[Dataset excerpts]

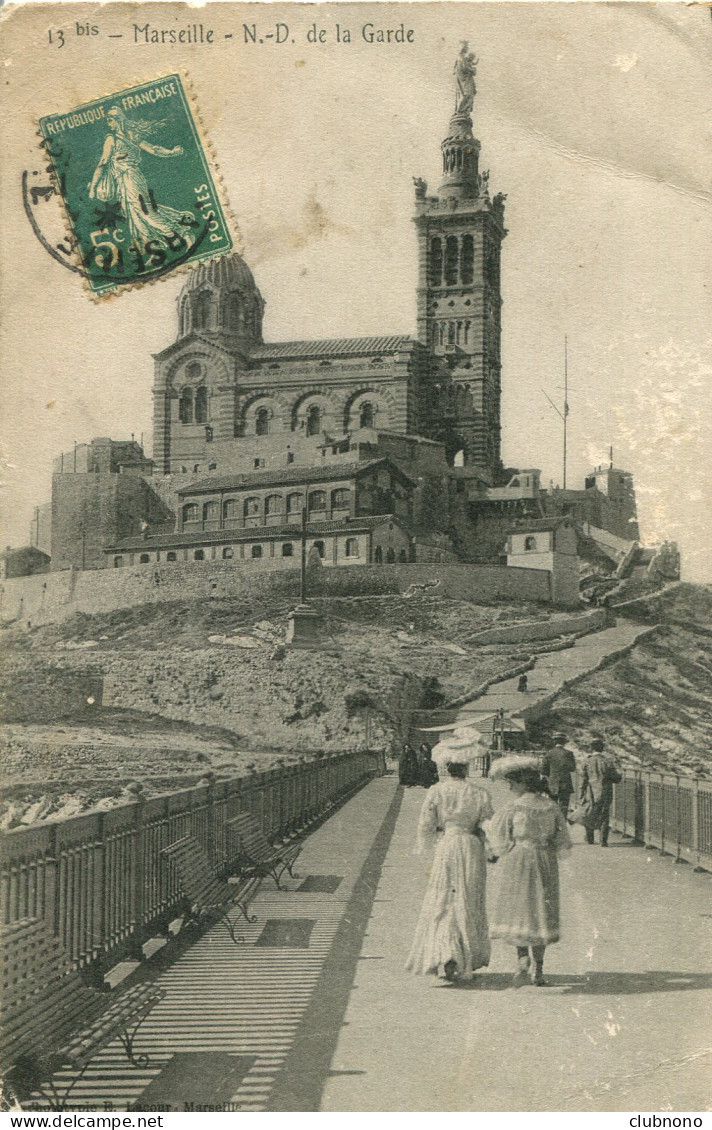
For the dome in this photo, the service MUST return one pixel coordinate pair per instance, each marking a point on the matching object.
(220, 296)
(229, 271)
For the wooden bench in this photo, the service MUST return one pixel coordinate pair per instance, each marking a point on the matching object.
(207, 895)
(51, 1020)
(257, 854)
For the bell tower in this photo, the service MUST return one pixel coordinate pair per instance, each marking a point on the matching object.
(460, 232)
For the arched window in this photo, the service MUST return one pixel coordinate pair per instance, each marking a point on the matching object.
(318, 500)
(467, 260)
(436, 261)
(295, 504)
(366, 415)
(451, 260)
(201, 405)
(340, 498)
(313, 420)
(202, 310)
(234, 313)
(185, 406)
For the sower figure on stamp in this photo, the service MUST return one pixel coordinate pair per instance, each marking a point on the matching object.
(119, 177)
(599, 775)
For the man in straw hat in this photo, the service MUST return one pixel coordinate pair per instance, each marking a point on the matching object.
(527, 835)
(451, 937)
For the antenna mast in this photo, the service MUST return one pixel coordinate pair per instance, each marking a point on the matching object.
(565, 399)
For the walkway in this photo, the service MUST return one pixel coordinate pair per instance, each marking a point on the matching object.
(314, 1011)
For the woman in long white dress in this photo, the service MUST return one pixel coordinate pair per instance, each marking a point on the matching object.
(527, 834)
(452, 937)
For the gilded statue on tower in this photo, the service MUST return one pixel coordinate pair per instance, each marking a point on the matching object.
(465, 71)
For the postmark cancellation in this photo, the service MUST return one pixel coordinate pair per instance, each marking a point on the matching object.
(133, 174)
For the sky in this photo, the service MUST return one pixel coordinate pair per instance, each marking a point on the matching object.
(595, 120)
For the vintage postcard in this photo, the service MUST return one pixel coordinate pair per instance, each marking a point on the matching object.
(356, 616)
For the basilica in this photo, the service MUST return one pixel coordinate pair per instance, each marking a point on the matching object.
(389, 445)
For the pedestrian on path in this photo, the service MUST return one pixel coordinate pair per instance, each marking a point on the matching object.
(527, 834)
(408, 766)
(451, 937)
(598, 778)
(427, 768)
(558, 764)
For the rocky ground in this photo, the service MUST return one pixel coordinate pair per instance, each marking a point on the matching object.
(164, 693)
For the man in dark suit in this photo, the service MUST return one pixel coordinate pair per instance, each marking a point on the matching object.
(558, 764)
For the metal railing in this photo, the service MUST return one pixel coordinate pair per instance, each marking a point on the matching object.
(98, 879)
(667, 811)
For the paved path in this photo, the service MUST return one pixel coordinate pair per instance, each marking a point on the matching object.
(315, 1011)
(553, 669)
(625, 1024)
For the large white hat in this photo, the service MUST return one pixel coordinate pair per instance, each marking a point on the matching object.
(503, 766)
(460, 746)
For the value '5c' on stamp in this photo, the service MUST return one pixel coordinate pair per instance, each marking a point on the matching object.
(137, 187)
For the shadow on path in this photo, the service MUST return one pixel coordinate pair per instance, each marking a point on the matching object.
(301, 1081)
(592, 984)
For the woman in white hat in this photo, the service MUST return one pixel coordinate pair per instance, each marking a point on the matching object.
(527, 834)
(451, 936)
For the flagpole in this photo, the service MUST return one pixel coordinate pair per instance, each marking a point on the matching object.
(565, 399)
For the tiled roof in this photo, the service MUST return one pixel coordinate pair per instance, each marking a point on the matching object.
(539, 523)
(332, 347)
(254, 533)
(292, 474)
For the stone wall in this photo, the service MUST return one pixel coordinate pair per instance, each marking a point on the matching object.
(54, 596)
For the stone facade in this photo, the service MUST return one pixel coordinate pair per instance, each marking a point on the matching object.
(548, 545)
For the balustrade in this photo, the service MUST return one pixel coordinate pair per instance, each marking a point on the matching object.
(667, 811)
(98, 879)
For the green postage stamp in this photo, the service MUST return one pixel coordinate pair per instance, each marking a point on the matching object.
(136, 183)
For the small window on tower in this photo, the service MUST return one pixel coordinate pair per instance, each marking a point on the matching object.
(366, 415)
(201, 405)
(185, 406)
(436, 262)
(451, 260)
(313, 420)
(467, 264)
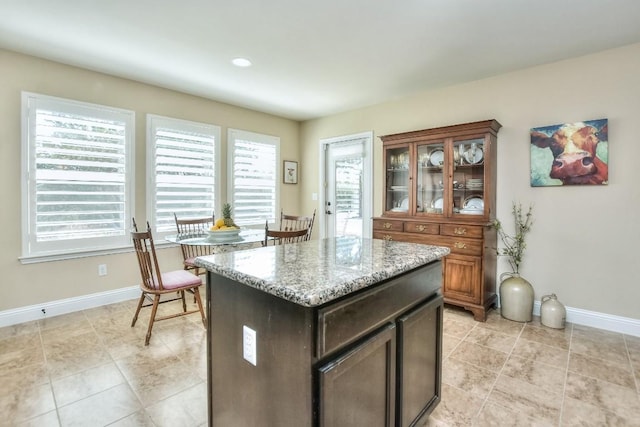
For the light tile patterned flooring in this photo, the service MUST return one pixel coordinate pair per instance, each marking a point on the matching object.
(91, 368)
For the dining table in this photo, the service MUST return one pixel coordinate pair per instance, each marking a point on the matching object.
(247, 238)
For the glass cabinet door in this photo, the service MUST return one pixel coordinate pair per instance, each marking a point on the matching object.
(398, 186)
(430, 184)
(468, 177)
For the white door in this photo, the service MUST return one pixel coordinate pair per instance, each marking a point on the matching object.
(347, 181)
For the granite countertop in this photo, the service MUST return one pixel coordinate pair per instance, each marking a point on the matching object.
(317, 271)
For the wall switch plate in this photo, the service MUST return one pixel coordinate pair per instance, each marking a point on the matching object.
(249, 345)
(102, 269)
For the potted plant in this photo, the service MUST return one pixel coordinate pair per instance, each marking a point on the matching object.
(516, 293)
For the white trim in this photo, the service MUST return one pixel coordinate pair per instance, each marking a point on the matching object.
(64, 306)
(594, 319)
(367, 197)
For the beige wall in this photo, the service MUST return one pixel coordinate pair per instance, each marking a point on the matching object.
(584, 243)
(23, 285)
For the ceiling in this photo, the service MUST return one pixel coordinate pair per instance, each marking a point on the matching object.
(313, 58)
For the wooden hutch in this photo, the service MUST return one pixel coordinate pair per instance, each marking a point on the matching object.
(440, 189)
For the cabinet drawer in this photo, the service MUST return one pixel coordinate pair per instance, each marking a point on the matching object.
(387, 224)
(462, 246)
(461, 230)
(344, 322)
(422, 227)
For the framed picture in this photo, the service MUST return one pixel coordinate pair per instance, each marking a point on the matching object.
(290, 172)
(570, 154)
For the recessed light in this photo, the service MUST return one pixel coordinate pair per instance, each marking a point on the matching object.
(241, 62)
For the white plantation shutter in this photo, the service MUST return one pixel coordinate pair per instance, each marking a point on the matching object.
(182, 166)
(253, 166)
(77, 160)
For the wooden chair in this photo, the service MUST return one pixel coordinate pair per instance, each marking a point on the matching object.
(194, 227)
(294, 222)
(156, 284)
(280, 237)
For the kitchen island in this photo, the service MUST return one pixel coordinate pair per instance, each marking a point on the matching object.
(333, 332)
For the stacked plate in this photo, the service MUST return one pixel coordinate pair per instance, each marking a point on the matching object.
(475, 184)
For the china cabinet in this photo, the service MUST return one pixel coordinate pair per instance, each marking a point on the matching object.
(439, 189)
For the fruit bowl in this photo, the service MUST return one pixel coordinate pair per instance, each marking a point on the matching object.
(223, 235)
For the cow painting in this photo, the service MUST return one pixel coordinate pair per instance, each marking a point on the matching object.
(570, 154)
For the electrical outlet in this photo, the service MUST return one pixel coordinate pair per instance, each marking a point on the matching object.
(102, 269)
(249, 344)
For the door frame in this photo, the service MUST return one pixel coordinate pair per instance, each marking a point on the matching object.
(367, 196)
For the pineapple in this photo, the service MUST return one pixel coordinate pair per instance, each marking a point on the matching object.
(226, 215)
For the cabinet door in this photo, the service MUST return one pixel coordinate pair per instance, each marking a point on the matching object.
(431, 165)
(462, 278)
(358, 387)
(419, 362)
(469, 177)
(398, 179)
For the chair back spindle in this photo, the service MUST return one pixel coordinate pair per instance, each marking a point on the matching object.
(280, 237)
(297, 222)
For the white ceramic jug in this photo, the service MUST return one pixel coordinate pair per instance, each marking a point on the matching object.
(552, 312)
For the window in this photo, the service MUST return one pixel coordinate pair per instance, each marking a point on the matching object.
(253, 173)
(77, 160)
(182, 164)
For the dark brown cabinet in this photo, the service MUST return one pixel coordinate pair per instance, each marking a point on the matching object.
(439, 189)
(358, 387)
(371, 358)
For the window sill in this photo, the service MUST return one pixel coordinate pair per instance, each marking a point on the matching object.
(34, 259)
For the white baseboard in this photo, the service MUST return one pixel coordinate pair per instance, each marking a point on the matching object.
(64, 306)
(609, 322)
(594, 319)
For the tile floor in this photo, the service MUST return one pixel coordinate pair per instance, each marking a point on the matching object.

...

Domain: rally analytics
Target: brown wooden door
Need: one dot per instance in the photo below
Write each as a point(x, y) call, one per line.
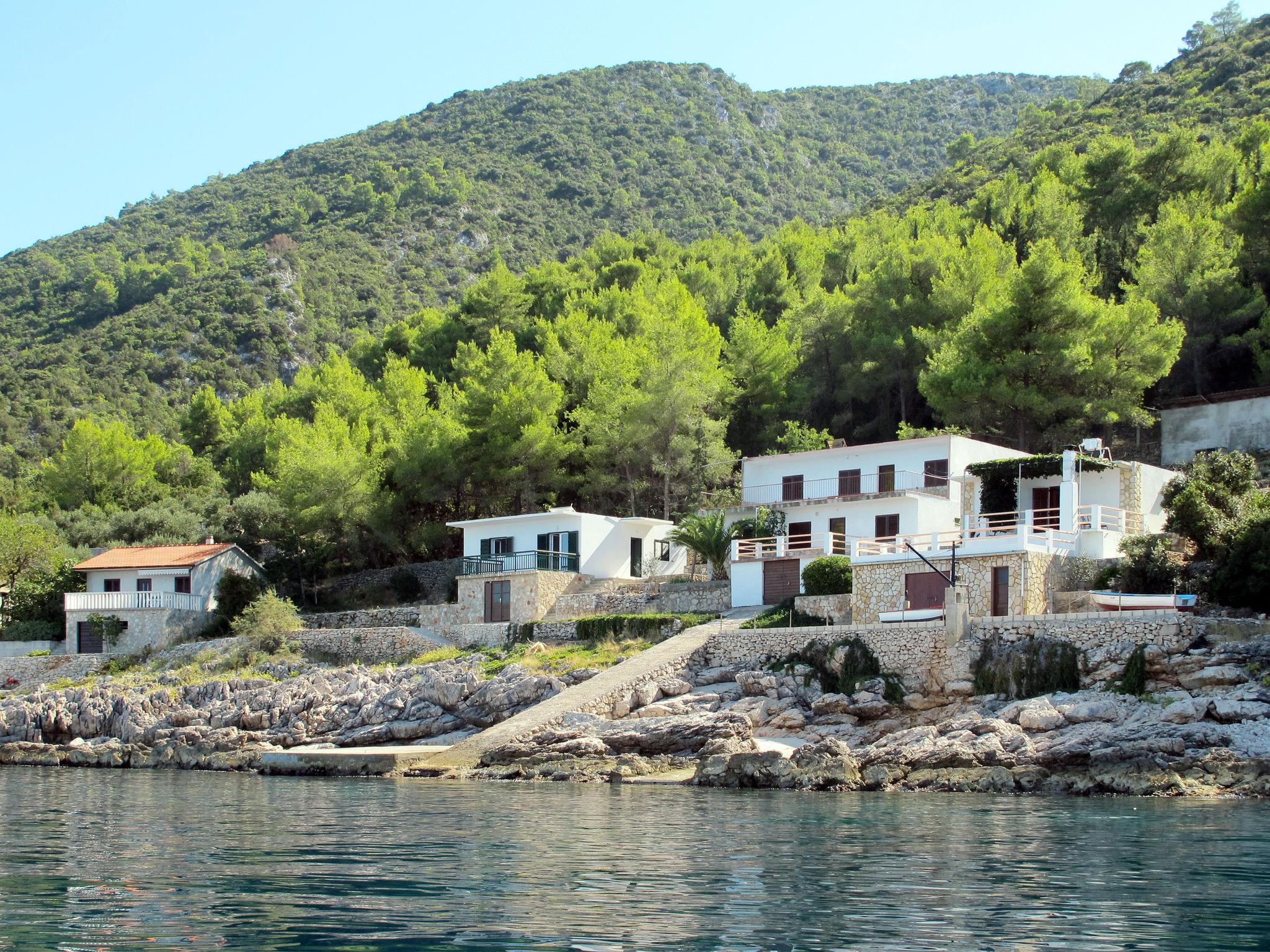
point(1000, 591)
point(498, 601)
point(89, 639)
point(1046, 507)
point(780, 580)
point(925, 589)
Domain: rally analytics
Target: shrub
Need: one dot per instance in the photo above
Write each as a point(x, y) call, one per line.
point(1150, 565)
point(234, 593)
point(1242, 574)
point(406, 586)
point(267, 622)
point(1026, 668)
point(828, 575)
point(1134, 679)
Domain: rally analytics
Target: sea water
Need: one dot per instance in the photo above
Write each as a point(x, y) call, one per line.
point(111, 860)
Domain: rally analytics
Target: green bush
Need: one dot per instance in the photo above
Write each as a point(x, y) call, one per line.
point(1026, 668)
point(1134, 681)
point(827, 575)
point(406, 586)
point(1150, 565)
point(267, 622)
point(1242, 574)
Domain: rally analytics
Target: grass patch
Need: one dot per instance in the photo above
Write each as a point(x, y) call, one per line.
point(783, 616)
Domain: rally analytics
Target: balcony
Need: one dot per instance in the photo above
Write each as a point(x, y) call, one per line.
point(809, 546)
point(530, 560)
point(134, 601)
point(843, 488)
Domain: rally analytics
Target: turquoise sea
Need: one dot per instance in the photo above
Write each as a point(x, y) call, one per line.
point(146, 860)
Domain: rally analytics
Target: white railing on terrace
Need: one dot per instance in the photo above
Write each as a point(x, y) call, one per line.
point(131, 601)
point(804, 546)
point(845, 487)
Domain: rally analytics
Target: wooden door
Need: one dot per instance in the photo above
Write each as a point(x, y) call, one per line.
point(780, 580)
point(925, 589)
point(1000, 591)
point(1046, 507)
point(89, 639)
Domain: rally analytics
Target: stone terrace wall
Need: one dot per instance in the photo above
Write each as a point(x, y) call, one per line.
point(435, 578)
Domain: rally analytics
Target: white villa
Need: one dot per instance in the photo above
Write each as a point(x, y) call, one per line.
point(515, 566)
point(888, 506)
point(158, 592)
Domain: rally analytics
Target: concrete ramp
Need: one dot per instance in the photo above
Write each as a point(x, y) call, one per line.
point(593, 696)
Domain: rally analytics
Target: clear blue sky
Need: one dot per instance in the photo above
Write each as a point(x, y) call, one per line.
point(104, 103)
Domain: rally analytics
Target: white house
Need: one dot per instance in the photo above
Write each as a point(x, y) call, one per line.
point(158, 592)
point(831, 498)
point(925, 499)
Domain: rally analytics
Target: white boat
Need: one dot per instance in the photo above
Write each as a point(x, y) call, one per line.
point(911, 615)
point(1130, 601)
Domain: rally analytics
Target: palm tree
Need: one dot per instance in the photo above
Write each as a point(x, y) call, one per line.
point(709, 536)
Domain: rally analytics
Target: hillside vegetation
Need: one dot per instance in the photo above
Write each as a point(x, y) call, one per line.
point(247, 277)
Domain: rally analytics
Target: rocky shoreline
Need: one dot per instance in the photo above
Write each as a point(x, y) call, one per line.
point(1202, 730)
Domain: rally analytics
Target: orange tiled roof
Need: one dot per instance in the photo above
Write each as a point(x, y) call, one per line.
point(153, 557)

## WHAT THE EXERCISE ASKS
Reproduce each line of the records in which the word "terrace" appears.

## EXERCISE ANSWER
Target: white railing on terrace
Target: stone terrace wall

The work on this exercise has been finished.